Exercise details: Gather every line of the entries below that contains the word "glass".

The records:
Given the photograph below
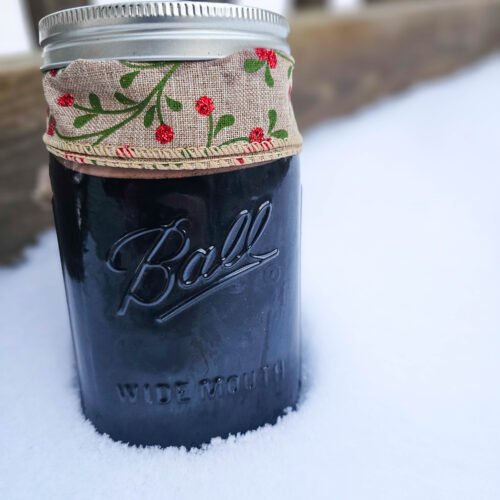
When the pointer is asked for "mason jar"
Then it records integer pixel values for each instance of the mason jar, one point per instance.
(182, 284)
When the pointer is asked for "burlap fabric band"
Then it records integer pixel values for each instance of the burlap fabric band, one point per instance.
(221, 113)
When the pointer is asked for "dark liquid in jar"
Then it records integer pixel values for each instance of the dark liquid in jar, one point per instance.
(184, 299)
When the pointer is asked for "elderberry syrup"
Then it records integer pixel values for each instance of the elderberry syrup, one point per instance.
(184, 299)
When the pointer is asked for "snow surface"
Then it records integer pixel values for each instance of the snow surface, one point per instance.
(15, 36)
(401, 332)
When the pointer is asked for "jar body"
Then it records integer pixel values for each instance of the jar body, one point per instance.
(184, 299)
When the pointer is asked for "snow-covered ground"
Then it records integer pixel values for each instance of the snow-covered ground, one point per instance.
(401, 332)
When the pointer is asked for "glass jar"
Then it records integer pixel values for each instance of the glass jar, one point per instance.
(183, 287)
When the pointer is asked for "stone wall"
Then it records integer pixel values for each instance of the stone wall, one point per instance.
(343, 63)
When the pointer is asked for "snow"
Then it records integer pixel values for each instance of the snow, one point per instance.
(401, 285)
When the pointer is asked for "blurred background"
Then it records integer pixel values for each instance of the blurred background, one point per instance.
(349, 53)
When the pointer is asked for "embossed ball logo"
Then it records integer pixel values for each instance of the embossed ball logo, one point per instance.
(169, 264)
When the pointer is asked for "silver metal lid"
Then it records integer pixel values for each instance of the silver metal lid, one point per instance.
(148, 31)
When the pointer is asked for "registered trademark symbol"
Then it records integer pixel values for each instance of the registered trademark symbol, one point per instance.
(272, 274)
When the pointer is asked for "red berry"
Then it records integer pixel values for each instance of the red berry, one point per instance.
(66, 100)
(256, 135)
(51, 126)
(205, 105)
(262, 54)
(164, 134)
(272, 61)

==

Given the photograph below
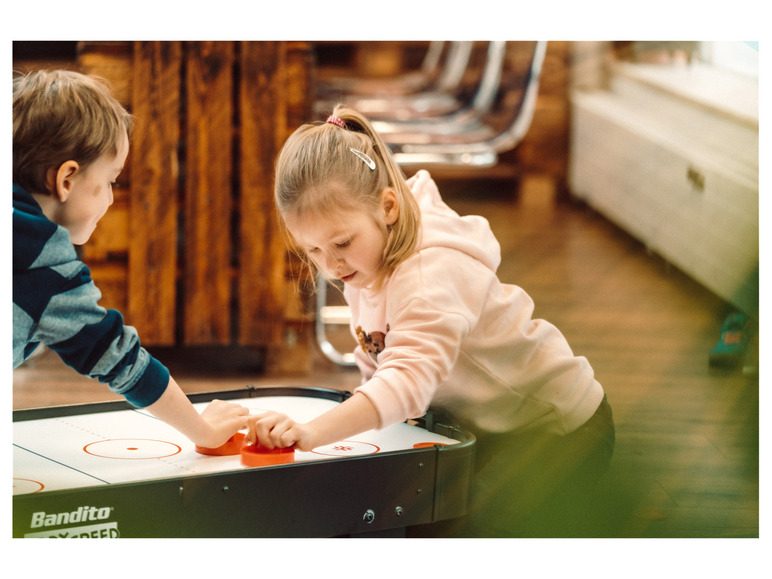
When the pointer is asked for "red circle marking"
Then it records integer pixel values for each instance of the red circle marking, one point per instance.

Task result:
When the pointer is asked for "glass jar"
Then it records integer pixel values for each instance of the glass jar, one point per instance.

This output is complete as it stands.